• _REQUIRED ACTIONS_
- a) Answer these questions about the wrestling recap, one per line:
(i) Whom did Karrion Kross take out of action last week?
(ii) Which two women were at ringside during the tag match?
(iii) What logo was Dexter Lumis revealed to be drawing?
- b) Reproduce word for word the stretch of the wrestling recap from "Kushida & Leon" through "doesn’t benefit anyone.".

• _PASSAGE SHOWN_
****************************************

SPOTLIGHTED PODCAST ALERT (YOUR ARTICLE BEGINS A FEW INCHES DOWN)...
Kushida & Leon Ruff vs. Johnny Gargano & Austin Theory
Last week, Karrion Kross took Damian Priest out of action, allowing for Kushida to step up and offer his services to Ruff. Neither Ruff nor Kushida got an entrance and were already standing in the ring as the show started. I wish they would allow all of the competitors their moment for an entrance, with the exception of jobbers. Not allowing the main stars their time to shine and show off their charisma during an entrance doesn’t benefit anyone.
Kushida started the match off for his team and quickly tagged Ruff in to set up the “face in peril” scenario. Ruff dove to the other three men outside the ring and took a nasty bump on his neck and head. It didn’t seem to affect the match, one just hopes that Ruff is okay.
The constant threat of the women, Candice LaRae & Indi Hartwell, also added suspense to the matchup. Their ringside presence made it so you never quite knew if they would play a role in the match. Ultimately, it did not. Kushida really stood out to me tonight, as he usually does. Maybe it’s because we see him less frequently than the other three as of late, but it felt like a treat watching him in the ring.
Ruff also continues to impress. I don’t know how much longer we’ll see him with such a high profile spot on the card. But I’m enjoying the ride.
Dexter Lumis The Lone Painter
Lumis was shown throughout the night sitting in the arena by the LED boards in front of an easel. It appeared to be an iPad instead of an actual canvas, but I couldn’t be sure. Eventually, it was revealed that he was drawing the New Year’s Evil logo, but that seemed to lead nowhere as Dunne vs. KOR started.
All of this to reveal that he’s…. hosting New Years Evil? How? He doesn’t speak? This makes as much sense as Kane hosting the 1998 Royal Rumble.

****************************************

• _RECORDED INFORMATION_
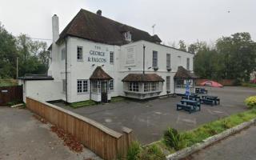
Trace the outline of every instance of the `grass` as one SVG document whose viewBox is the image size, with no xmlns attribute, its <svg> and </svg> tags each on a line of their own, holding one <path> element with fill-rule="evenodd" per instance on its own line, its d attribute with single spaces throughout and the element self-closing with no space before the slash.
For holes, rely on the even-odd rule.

****************************************

• _RESULTS OF THE EXERCISE_
- a)
(i) Damian Priest
(ii) Candice LaRae and Indi Hartwell
(iii) The New Year's Evil logo

- b)
Kushida & Leon Ruff vs. Johnny Gargano & Austin Theory
Last week, Karrion Kross took Damian Priest out of action, allowing for Kushida to step up and offer his services to Ruff. Neither Ruff nor Kushida got an entrance and were already standing in the ring as the show started. I wish they would allow all of the competitors their moment for an entrance, with the exception of jobbers. Not allowing the main stars their time to shine and show off their charisma during an entrance doesn’t benefit anyone.